- Work to be completed
Rewrite the following material as a numbered list with one line per entry, leaving out any blank lines.

Location labeling records:

* * * * * * * * *

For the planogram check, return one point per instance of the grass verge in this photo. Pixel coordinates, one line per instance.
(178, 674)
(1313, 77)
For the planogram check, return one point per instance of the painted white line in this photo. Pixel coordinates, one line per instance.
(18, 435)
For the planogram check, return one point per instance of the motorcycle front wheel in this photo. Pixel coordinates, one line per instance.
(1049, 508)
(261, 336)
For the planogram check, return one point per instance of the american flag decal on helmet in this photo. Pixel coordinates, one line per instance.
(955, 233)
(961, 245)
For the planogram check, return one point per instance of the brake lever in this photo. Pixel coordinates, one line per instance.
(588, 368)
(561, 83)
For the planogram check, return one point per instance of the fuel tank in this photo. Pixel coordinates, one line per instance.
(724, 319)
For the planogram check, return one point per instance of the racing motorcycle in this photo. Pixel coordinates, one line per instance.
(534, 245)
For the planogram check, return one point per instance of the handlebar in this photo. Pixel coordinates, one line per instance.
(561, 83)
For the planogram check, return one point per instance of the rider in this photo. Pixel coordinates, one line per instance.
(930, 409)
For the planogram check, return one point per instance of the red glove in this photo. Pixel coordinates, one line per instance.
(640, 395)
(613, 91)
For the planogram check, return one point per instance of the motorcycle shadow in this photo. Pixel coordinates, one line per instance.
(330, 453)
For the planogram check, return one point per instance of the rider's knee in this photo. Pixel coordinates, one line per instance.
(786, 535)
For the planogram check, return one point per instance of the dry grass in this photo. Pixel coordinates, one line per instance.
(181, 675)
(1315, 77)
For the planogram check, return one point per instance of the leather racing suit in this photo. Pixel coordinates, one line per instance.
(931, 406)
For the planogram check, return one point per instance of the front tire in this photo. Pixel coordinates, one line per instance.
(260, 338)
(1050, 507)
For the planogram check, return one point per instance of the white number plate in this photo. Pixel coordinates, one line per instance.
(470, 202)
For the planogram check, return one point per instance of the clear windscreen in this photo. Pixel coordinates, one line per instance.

* * * * * * * * *

- Answer for the task
1. For the planogram check, return one point per instance of the grass verge in this photo. Pixel coordinates, one line per instance.
2. (178, 674)
3. (1313, 77)
4. For the planogram check, return one point per instance of the painted white line in this photo. Pixel coordinates, one line per instance.
5. (18, 435)
6. For the planogram check, return one point per instance of the motorcycle front wheel in this photo. Pixel coordinates, one line per instance.
7. (1049, 508)
8. (261, 336)
9. For the planogram check, return one point per instance of the american flag decal on helmet in this photo. Pixel coordinates, one line per instance.
10. (955, 233)
11. (961, 245)
12. For the planogram check, return one point per instance of the brake lever in this photo. Pixel coordinates, one line per instance.
13. (588, 368)
14. (561, 83)
15. For the planogram check, return one point per instance of the fuel tank in this photo. Pixel coordinates, one line per instance.
16. (724, 319)
17. For the planogram check, return one point per instance of the racing motorcycle in this photo. Pixel coordinates, one line per instance.
18. (534, 245)
19. For the planogram check, return one point per instance of the handlebar in this photo. Pixel coordinates, one line per instance.
20. (561, 83)
21. For the planogram check, return one point per instance of the rider in this photo. Pixel coordinates, one line per instance.
22. (930, 409)
23. For the planogram check, return one point per instance of the red glove in this photo. Pixel coordinates, one line per instance.
24. (640, 395)
25. (613, 91)
26. For the planogram check, return one point per instance of the motorcycle shadow in this photo. Pixel coordinates, one line per instance.
27. (330, 453)
28. For the planogram check, return one point per instance of the rider's knee in this photo. Pixel coordinates, one line per instance.
29. (786, 535)
30. For the planogram check, return one point per instance of the dry grass in this photo. Pixel coordinates, one line per instance.
31. (181, 675)
32. (1315, 77)
33. For the planogram check, return one point per instance of the leather racing suit in this photo. Pixel coordinates, one line per instance.
34. (931, 406)
35. For the planogram check, return one point per instance of the front tire in this photo. Pixel coordinates, one line per instance.
36. (260, 338)
37. (1050, 507)
38. For the planogram check, return one point per instance of the white number plate in this photo. Pixel coordinates, one line per instance.
39. (470, 202)
40. For the planogram check, return one point per instance of the clear windscreen in this photo. Pixel coordinates, one line per instance.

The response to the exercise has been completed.